**EXERCISE DIRECTIONS**. Return the listing below in full, with every line exactly as it is.

===============

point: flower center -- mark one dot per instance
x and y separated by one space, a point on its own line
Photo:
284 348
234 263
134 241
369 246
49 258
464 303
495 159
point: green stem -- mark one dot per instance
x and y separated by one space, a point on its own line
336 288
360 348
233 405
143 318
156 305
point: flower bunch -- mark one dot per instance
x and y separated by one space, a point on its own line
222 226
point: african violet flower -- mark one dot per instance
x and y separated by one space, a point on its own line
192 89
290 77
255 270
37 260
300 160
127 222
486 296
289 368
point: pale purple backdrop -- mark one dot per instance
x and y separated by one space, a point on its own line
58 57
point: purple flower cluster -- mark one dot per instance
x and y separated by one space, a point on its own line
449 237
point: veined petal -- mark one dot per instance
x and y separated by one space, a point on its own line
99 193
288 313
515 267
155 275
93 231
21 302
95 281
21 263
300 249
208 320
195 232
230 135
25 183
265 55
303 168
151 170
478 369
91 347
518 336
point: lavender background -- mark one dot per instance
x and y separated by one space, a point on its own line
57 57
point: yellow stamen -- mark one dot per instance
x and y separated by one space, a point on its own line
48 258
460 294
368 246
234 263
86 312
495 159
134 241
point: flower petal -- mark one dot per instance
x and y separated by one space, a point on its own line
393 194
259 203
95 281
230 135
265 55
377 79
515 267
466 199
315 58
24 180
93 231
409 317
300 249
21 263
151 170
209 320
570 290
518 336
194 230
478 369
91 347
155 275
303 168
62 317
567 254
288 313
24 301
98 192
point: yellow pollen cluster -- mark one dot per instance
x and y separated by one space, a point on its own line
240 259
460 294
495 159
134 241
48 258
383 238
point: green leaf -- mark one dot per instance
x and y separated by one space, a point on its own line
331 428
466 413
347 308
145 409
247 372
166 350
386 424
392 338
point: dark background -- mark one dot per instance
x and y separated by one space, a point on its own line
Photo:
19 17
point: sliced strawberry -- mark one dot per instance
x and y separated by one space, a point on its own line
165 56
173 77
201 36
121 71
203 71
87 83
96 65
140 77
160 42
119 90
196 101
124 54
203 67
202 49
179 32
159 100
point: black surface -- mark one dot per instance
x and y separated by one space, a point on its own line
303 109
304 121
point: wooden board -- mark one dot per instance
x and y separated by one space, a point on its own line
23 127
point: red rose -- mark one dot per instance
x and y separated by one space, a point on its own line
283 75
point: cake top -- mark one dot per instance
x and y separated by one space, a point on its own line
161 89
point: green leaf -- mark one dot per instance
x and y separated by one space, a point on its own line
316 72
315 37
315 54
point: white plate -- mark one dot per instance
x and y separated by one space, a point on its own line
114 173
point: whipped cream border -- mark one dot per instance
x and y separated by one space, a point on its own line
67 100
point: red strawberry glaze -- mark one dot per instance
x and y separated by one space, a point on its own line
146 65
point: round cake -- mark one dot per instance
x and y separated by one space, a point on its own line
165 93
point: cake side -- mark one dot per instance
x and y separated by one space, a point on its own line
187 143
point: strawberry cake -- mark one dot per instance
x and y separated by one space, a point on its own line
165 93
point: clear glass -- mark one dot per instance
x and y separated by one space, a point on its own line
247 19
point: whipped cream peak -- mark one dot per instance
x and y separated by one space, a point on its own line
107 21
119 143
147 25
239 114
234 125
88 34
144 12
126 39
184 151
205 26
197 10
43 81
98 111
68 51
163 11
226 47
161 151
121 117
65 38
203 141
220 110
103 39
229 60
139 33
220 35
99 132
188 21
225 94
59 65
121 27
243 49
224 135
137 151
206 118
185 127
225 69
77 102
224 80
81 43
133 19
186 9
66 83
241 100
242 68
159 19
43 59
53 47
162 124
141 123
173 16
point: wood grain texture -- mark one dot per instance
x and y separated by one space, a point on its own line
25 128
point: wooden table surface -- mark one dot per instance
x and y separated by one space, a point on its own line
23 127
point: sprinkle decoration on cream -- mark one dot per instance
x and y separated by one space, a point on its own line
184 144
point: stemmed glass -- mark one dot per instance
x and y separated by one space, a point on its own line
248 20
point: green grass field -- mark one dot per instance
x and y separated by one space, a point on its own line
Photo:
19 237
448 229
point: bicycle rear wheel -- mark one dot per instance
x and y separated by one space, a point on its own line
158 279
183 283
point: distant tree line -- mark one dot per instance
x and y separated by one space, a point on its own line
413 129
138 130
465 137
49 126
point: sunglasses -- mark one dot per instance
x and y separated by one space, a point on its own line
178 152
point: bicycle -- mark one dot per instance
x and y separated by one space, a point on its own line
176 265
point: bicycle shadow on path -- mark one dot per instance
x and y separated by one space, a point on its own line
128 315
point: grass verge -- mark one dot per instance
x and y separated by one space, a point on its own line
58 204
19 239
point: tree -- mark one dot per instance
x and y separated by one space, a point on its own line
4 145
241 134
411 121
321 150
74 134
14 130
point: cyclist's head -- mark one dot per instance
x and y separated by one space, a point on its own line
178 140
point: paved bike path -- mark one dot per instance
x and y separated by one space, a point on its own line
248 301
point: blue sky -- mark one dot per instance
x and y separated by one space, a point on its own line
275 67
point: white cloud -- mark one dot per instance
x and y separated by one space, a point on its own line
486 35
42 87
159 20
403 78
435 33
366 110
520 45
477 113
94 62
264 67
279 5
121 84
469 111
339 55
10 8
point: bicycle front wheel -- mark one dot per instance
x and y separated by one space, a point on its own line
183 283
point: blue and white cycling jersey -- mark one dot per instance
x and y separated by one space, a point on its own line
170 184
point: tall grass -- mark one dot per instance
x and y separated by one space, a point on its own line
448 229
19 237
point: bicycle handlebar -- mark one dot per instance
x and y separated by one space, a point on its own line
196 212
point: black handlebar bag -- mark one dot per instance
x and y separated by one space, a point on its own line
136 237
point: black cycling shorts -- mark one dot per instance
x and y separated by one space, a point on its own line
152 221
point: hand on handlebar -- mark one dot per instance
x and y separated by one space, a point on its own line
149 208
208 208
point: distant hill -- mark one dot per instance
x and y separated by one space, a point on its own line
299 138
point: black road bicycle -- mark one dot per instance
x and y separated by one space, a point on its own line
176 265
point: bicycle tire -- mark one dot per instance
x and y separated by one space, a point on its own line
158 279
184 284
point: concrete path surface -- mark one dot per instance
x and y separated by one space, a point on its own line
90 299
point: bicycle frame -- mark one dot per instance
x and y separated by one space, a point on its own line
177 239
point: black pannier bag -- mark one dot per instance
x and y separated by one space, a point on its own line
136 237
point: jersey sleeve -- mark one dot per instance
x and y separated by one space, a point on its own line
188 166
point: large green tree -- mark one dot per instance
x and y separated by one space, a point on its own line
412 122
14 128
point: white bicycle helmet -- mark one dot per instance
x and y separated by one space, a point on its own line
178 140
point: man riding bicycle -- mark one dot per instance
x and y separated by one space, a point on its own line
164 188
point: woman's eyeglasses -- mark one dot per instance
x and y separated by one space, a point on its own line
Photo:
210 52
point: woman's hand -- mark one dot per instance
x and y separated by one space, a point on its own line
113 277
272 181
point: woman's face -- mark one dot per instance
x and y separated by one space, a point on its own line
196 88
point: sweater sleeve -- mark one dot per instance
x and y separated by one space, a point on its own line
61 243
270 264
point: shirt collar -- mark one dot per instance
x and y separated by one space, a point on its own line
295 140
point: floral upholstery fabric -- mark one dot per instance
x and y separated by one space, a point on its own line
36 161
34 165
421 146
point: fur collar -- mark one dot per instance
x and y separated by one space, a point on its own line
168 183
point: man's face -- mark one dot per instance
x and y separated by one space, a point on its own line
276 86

===============

**FULL RESPONSE**.
point: flower center -- mark one dot per instance
x and y separated by one space, a point on its own line
Photo:
284 348
234 263
134 241
369 246
49 258
464 303
495 159
point: green stem -- mark one dot per instance
x and y separated by one space, a point on its own line
336 288
360 348
233 405
143 318
156 305
point: flower bunch -- mark one dot per instance
x and y separated by one space, a point on its own line
222 226
point: african violet flower -- mark one dot per instance
x and y separated by one space, a point on its own line
192 89
290 77
255 270
37 260
300 160
127 222
486 296
289 368
point: pale purple backdrop -- mark one dot per instance
x and y separated by one space, a point on its own line
58 57
point: purple flower cluster -- mark one dot per instance
x and y separated by one space, a point on its own line
449 237
point: veined petal -- mark one dot per instance
x and y separated by one space, a point on its own line
99 193
288 313
515 267
155 275
93 231
21 302
95 281
21 263
300 249
208 320
195 232
230 135
25 183
265 55
303 168
151 170
478 369
91 347
518 336
point: lavender background -- mark one dot per instance
x and y separated by one space, a point on its own line
57 57
point: yellow stamen -- mark one dot per instance
x and y separated by one space, a point on its own line
48 258
460 294
368 246
234 263
86 312
495 159
134 241
point: flower petal -- mark one dot per instance
x and y separated by one space, a point on its own line
393 194
259 203
95 281
230 135
265 55
377 79
515 267
466 199
315 58
24 180
93 231
409 317
300 249
21 263
151 170
209 320
570 290
518 336
194 230
478 369
91 347
155 275
303 168
62 317
567 254
288 313
24 301
98 192
point: yellow pollen cluster -- mark one dot per instance
x and y separated by one space, a point on its own line
240 259
460 294
495 159
134 241
48 258
383 238
point: green leaf -- mark one dot per instance
x and y separated by one space, a point on its own line
331 428
466 413
347 308
145 409
247 372
166 350
386 424
392 338
point: dark background -- mark one dot per instance
x and y separated by one space, a point on its own line
Photo:
19 17
point: sliced strawberry -- mark one dot per instance
x and y separated by one space, a point on its own line
165 56
173 77
201 36
121 71
203 71
87 83
96 65
140 77
160 42
119 90
196 101
124 54
203 67
202 49
179 32
159 100
point: black surface -- mark one dot per instance
x and y separated by one space, a point on its own line
303 109
304 121
point: wooden board -- mark one dot per instance
x and y separated by one space, a point on its own line
23 127
point: red rose -- mark one dot per instance
x and y separated by one space, a point on its own line
283 75
point: cake top -- mark one dot per instance
x and y separated by one space, a point on its own line
161 89
point: green leaf -- mark one dot per instance
x and y separated by one space, a point on its own line
316 72
315 37
315 54
point: white plate -- mark one dot per instance
x and y separated by one space, a point on its own line
114 173
point: whipped cream border -- mark one dot per instance
x and y separated by one space, a point on its own line
67 100
point: red strawberry glaze -- mark one dot per instance
x and y separated by one space, a point on its own line
146 65
point: round cake -- mark one dot per instance
x and y separated by one space, a point on its own line
165 93
point: cake side -- mark one dot per instance
x and y separated by one space, a point on its own line
187 143
point: strawberry cake -- mark one dot per instance
x and y separated by one space, a point on its own line
165 93
point: clear glass -- mark one dot per instance
x and y separated by one space, a point on its own line
247 19
point: whipped cream peak -- mark one dot per instance
x and y separated by one space, a point on its own line
107 21
119 143
147 25
239 114
234 125
88 34
144 12
126 39
184 151
205 26
197 10
43 81
98 111
68 51
163 11
226 47
161 151
121 117
65 38
203 141
220 110
103 39
229 60
139 33
220 35
99 132
188 21
225 94
59 65
121 27
243 49
224 135
137 151
206 118
185 127
225 69
77 102
224 80
81 43
133 19
186 9
66 83
241 100
242 68
159 19
43 59
53 47
162 124
141 123
173 16
point: wood grain texture -- mark one dot per instance
x and y separated by one space, a point on its own line
25 128
point: wooden table surface -- mark one dot per instance
x and y separated by one space, a point on its own line
23 127
point: sprinkle decoration on cream -- mark one dot per instance
x and y separated by one space, a point on its own line
184 144
point: stemmed glass -- mark one dot per instance
x and y separated by one space, a point on its own line
248 20
point: green grass field -- mark one dot per instance
x and y separated by one space, a point on its own line
Photo:
19 237
448 229
point: bicycle rear wheel -- mark one dot per instance
x and y separated by one space, a point on its own line
158 279
183 283
point: distant tree line -- mark one dot per instance
x and y separated by one space, a point on its own line
413 129
138 130
465 137
49 126
point: sunglasses -- mark one dot per instance
x and y separated by one space, a point on its own line
178 152
point: bicycle -- mark one dot per instance
x and y separated by one space, a point on its own line
176 265
point: bicycle shadow on path -- mark one dot per instance
x and y separated by one space, a point on its own line
128 315
point: grass verge -- mark one dot per instance
x and y separated by one space, a point on its own line
58 204
19 239
point: tree -- mark one dot per instance
x and y separated by one space, a point on its own line
4 145
241 134
411 121
321 150
74 134
14 130
point: cyclist's head -- mark one dot per instance
x and y separated by one space, a point on its own line
178 140
point: paved bike path -- mark one dot per instance
x and y separated by one space, a point on its own line
248 301
point: blue sky -- mark one dot per instance
x and y separated by one space, a point on its own line
275 67
point: white cloud -- mark one dot per instance
x and y separated by one space, a point on its own line
486 35
42 87
159 20
403 78
435 33
366 110
520 45
477 113
94 62
264 67
279 5
121 84
469 111
339 55
10 8
point: bicycle front wheel -- mark one dot per instance
x and y separated by one space, a point on its own line
183 283
point: blue and white cycling jersey -- mark one dot per instance
x and y separated by one space, a point on its own line
170 184
point: tall grass -- mark one dot per instance
x and y separated by one space, a point on its own line
448 229
19 237
point: bicycle handlebar -- mark one dot per instance
x and y separated by one space, a point on its own line
196 212
point: black handlebar bag -- mark one dot per instance
x and y separated by one space, a point on its own line
136 237
point: black cycling shorts -- mark one dot per instance
x and y separated by one space, a point on its own line
152 221
point: hand on handlebar -- mark one dot per instance
x and y separated by one space, a point on its own line
149 208
208 208
point: distant hill -- mark one dot per instance
x and y separated by one space, a point on its own line
299 138
point: black road bicycle -- mark one dot per instance
x and y separated by one space, a point on its own line
176 265
point: bicycle tire -- mark one dot per instance
x and y separated by one space, a point on its own line
158 279
184 284
point: concrete path surface -- mark one dot per instance
x and y separated by one space, a point on its own line
90 299
point: bicycle frame -- mark one dot per instance
x and y separated by one space, a point on its own line
177 239
point: black pannier bag -- mark one dot per instance
x and y separated by one space, a point on its own line
136 237
point: jersey sleeve -- mark one dot per instance
x and y separated by one space, a point on its own line
188 166
point: large green tree -- mark one dot per instance
x and y separated by one space, a point on its own line
412 122
14 128
point: white bicycle helmet -- mark one dot per instance
x and y separated by one space, a point on its own line
178 140
point: man riding bicycle -- mark one dot per instance
x and y separated by one space, a point on its own line
164 188
point: woman's eyeglasses -- mark one dot per instance
x and y separated by one space, a point on its own line
Photo:
210 52
point: woman's hand -- mark one dot per instance
x and y separated by one space, a point on its own line
113 277
272 181
point: woman's face -- mark one dot per instance
x and y separated by one space, a point on its own line
196 88
point: sweater sleeve -- mark one dot per instance
x and y separated by one space, a point on its own line
61 243
270 264
point: shirt collar -- mark one dot per instance
x and y separated by one space, a point on its own line
295 140
point: floral upholstery fabric -- mark one dot per instance
x and y separated by one space, a point on its own line
36 161
34 165
421 146
point: fur collar -- mark one dot per instance
x and y separated by one space, a point on its own line
168 183
point: man's face -- mark one dot per instance
x and y separated by one space, a point on its own line
276 86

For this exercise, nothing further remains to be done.